• Your goal:
Turn this listing into a two-column CSV with the headers "request" and "response", one row per request. Put each request's text and its answer in their own quoted field with line breaks replaced by spaces, and leave the pictures out.

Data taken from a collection
___

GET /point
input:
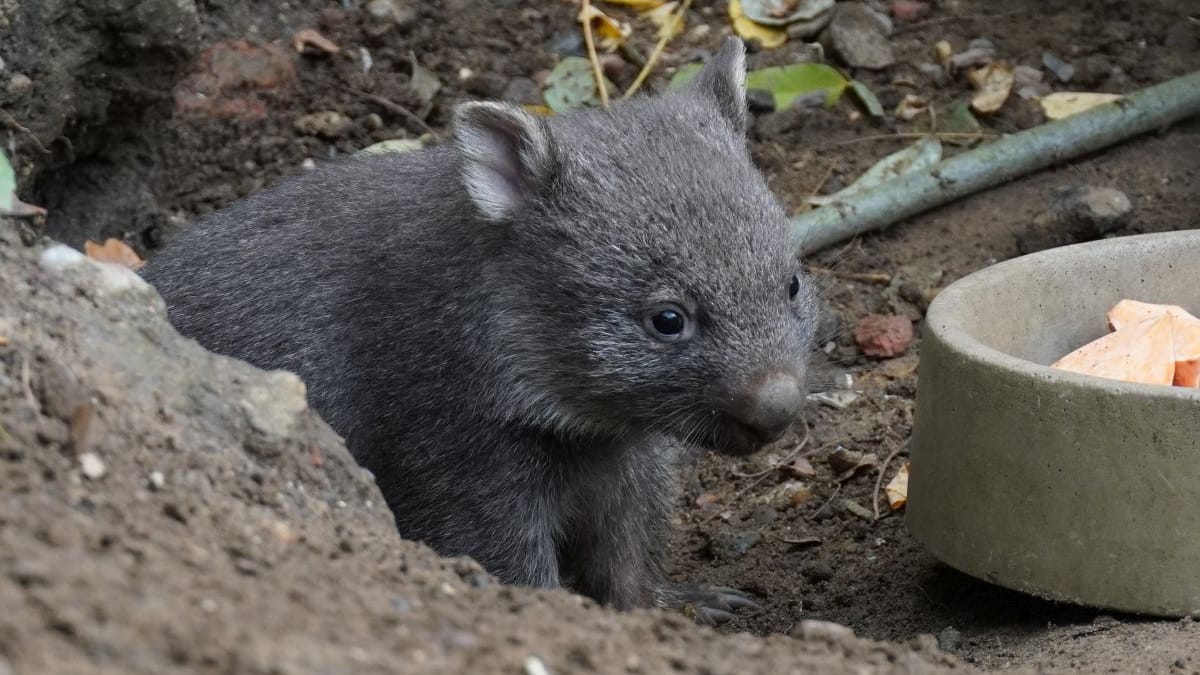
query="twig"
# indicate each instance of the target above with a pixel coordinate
(394, 107)
(909, 136)
(586, 19)
(779, 464)
(829, 501)
(864, 276)
(667, 34)
(879, 479)
(939, 21)
(761, 476)
(996, 162)
(11, 121)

___

• Solution below:
request,response
"GET /point input: query=""twig"" # indicate each instance of the target above with a pixel coordinate","(394, 107) (909, 136) (586, 19) (779, 464) (829, 501) (864, 276) (667, 34) (879, 479) (939, 21) (761, 476) (996, 162) (11, 121)"